Stored data entries:

>>>

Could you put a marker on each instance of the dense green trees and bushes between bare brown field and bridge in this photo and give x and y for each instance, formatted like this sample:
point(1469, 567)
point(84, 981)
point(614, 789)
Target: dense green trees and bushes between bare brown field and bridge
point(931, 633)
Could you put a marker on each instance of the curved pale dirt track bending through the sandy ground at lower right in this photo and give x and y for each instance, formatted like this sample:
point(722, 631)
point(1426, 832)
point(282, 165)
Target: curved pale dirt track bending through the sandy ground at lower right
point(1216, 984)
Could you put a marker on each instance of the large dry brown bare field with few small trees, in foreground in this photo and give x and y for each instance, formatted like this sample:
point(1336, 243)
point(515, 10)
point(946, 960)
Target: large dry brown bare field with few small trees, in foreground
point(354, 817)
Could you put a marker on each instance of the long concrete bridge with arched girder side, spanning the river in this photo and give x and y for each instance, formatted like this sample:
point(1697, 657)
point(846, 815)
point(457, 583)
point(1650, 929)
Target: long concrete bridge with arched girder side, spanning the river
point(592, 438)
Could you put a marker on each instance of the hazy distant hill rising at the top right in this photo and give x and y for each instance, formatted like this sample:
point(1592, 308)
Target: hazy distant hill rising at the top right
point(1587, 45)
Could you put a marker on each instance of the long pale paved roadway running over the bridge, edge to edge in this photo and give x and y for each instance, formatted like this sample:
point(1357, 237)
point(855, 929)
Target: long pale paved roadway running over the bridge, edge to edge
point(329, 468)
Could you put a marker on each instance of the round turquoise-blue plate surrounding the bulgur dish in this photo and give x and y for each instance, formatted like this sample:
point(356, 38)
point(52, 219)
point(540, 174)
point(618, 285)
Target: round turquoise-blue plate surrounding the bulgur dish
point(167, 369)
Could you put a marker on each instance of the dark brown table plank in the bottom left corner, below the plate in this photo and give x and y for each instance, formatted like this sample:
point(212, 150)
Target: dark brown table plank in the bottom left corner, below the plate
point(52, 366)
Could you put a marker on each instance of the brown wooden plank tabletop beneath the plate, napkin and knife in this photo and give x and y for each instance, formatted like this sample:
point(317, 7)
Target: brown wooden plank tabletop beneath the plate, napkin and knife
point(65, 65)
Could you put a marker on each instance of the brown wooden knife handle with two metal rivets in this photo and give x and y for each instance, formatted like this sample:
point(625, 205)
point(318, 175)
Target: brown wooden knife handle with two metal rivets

<<<

§ **Brief**: Copy every line of the records above that contains "this".

§ **Reply**:
Could you put a marker on each instance of the dense green trees and bushes between bare brown field and bridge in this photo and give x and y for each instance, formatted like this sample:
Could you put a marker on each instance of the curved pale dirt track bending through the sandy ground at lower right in this photo and give x and y for each instance, formatted like this sample:
Could you put a marker on each instance of the large dry brown bare field with few small trees, in foreground in this photo and give x and y for each instance, formatted like this sample:
Could you put a marker on each instance of the long concrete bridge with arched girder side, spanning the river in this photo and give x and y for each instance, formatted like this sample:
Could you put a marker on each instance of the hazy distant hill rising at the top right in this photo and give x and y for each instance, formatted like this sample:
Could you put a marker on each instance of the long pale paved roadway running over the bridge, edge to edge in this photo and give x and y for each instance, formatted like this sample:
Could you put a marker on each instance of the round turquoise-blue plate surrounding the bulgur dish in this photo and give x and y for each instance, formatted like this sample:
Could you put a marker on each instance of the dark brown table plank in the bottom left corner, below the plate in this photo and give x and y for each instance, formatted like this sample:
Could you put a marker on each instance of the brown wooden plank tabletop beneath the plate, napkin and knife in this photo and give x and y for each instance, formatted like this sample:
Could you put a marker on each instance of the brown wooden knife handle with two metal rivets in this photo and give x and y for each instance, formatted like this sample:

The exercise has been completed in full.